## Problem statement
Word for word, restate every entry that follows.

===== Data section

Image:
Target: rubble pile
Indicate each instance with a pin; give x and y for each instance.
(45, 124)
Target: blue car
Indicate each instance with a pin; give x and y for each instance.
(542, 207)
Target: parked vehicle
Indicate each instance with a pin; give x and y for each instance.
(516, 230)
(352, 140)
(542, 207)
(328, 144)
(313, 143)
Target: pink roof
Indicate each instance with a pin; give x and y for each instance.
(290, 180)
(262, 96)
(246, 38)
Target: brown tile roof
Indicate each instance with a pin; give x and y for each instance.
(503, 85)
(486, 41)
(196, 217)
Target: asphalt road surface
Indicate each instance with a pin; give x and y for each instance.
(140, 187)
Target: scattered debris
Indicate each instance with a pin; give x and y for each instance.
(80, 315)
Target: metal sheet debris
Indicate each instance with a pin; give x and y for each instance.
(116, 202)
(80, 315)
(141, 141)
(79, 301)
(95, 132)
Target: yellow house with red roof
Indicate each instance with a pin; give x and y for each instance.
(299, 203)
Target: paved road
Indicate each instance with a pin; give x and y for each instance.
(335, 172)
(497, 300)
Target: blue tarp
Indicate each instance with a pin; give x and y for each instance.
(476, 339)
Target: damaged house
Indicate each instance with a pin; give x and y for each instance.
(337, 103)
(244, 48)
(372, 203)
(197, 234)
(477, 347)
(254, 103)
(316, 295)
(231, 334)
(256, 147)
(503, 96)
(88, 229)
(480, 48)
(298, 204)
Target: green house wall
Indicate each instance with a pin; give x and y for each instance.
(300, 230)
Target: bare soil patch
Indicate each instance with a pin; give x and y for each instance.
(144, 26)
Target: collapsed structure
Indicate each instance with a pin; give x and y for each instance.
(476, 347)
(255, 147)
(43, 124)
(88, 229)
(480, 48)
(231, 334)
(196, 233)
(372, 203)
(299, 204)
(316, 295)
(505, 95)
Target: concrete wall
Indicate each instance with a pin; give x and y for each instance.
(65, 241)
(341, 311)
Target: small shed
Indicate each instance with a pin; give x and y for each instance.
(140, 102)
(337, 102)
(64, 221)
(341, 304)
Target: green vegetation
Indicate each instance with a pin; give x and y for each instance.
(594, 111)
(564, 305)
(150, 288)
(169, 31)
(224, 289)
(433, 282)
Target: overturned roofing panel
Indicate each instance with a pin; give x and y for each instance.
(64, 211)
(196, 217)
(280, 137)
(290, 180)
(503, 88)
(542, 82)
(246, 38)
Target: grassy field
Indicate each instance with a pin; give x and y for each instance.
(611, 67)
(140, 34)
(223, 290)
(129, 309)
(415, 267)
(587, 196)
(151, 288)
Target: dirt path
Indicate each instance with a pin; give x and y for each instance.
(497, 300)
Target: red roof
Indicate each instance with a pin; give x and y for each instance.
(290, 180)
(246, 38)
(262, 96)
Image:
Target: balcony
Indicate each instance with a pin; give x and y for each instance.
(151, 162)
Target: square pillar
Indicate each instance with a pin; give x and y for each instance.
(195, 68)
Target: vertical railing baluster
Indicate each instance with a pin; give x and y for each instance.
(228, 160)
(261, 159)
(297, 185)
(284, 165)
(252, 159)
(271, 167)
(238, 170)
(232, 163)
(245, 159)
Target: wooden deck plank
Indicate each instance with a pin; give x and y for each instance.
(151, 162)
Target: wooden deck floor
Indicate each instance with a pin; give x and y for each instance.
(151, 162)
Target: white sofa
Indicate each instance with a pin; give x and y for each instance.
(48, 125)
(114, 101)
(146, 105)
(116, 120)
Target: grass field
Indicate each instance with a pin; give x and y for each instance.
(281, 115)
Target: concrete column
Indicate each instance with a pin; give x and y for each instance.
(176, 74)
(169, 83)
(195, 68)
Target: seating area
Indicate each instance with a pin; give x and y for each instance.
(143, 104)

==========

## Result of this task
Image:
Target: rubble pile
Indicate each instance with a pin; give x and y for each instance.
(45, 124)
Target: blue car
Indicate each instance with a pin; give x and y for each instance.
(542, 207)
Target: parked vehicle
Indicate each instance with a pin; give x and y for each instance.
(516, 230)
(352, 140)
(542, 207)
(328, 144)
(313, 143)
Target: pink roof
Indicate each instance with a pin; give x and y for each instance.
(290, 180)
(262, 96)
(246, 38)
Target: brown tile roof
Indicate each instance with a pin; give x and y for each instance.
(503, 85)
(486, 41)
(196, 217)
Target: asphalt road surface
Indicate each instance with a pin; give x and y for each instance.
(140, 187)
Target: scattered debris
Indicate each instance with a pin; give x and y for each instance.
(80, 315)
Target: metal sheet debris
Indicate each instance with a pin; give x and y for each instance.
(116, 202)
(80, 315)
(141, 141)
(79, 301)
(95, 132)
Target: yellow house with red roof
Indicate each instance with a pin; give x and y for each instance.
(299, 203)
Target: paved road
Indicate each instance with a pin; give x and y for each instance.
(335, 172)
(497, 300)
Target: blue tarp
Indicate each instance with a pin; give x and y for each instance.
(476, 339)
Target: damaged house
Indicate each instance with a pin; give x and y for each instance.
(337, 103)
(244, 48)
(372, 203)
(197, 234)
(477, 347)
(254, 103)
(316, 295)
(231, 334)
(256, 147)
(503, 96)
(88, 229)
(480, 48)
(298, 204)
Target: green house wall
Indicate each instance with a pin; give x and y for each instance.
(300, 230)
Target: bare soil patch
Indicate each instance with a pin; give x and y for each instance.
(144, 26)
Target: collapsed structure
Indicate each instance with a pin; give x and y for each instance.
(476, 347)
(255, 147)
(43, 124)
(88, 229)
(480, 48)
(231, 334)
(196, 233)
(372, 203)
(299, 204)
(316, 295)
(505, 95)
Target: concrete wall
Indicate each instance with a pin; give x and y for each instance.
(65, 241)
(341, 311)
Target: small shed
Indicate each instance with a pin; give x and y for each instance.
(140, 102)
(337, 102)
(64, 221)
(341, 304)
Target: green vegetation
Indicate each instance with a pin; give x and y for each instance.
(594, 111)
(564, 305)
(150, 288)
(169, 31)
(224, 289)
(433, 282)
Target: overturned roofing panel
Indicate each instance with a pin; give x and y for each instance.
(64, 211)
(196, 217)
(280, 137)
(290, 180)
(503, 88)
(542, 82)
(246, 38)
Target: grassy field
Indicate each instance with a pin; give x and y for each instance.
(611, 67)
(140, 34)
(223, 290)
(129, 309)
(415, 267)
(587, 196)
(151, 288)
Target: dirt path
Indicate each instance with a pin; give x and y for each instance.
(497, 300)
Target: red roof
Indicate each instance with a pin; give x and y for each instance.
(290, 180)
(246, 38)
(262, 96)
Image:
Target: balcony
Indicate each instance with a pin; give x and y for each instance.
(151, 162)
Target: square pillar
Indicate each instance with a pin; give x and y for each instance.
(195, 68)
Target: vertical railing baluster
Indicate each instance with a pin; give x and y for each instance.
(228, 160)
(261, 159)
(297, 185)
(284, 165)
(252, 159)
(271, 167)
(238, 170)
(232, 163)
(245, 159)
Target: wooden deck plank
Indicate each instance with a pin; give x and y for each instance.
(151, 162)
Target: wooden deck floor
Indicate each instance with a pin; give x and y for each instance.
(151, 162)
Target: white sofa
Indicate each instance with a pin; give x and y for each instance.
(48, 125)
(114, 101)
(146, 105)
(116, 120)
Target: grass field
Indicate each instance with a pin; give x and y for each instance.
(281, 115)
Target: concrete column
Indicate each instance with a pin; give x and y for each instance.
(176, 74)
(169, 83)
(195, 68)
Target: seating area
Indicate each instance with a pin; give x and y for each instance.
(143, 104)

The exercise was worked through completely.